__AVAILABLE RECORDS__.
------------------------------------------------------------------------

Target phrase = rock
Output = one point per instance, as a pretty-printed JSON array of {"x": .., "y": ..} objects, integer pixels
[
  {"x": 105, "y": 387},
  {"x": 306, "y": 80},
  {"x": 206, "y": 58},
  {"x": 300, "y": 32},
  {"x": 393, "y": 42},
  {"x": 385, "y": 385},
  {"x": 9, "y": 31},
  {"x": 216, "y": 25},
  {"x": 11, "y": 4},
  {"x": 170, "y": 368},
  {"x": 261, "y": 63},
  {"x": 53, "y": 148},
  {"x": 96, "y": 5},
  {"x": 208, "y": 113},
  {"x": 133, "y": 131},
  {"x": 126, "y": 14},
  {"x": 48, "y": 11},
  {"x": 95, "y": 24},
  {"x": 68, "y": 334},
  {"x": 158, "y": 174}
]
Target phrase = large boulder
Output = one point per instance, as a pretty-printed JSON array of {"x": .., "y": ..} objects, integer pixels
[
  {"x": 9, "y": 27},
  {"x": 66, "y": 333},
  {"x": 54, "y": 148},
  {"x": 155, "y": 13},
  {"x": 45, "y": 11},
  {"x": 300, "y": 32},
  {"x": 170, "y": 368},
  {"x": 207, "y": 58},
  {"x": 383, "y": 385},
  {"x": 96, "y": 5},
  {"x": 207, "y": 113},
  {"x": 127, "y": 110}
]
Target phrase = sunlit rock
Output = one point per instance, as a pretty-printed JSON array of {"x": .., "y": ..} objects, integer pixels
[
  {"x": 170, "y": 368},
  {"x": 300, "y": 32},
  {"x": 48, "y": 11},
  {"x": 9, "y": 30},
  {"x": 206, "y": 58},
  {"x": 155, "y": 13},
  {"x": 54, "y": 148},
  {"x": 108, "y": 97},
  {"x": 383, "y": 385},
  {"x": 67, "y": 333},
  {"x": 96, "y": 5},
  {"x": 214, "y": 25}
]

------------------------------------------------------------------------

Filter the data above by the word "phrase" and copy every line that matches.

__EXERCISE OUTPUT__.
Target phrase = rock
Target phrase = large boulder
Target phrase = sunlit rock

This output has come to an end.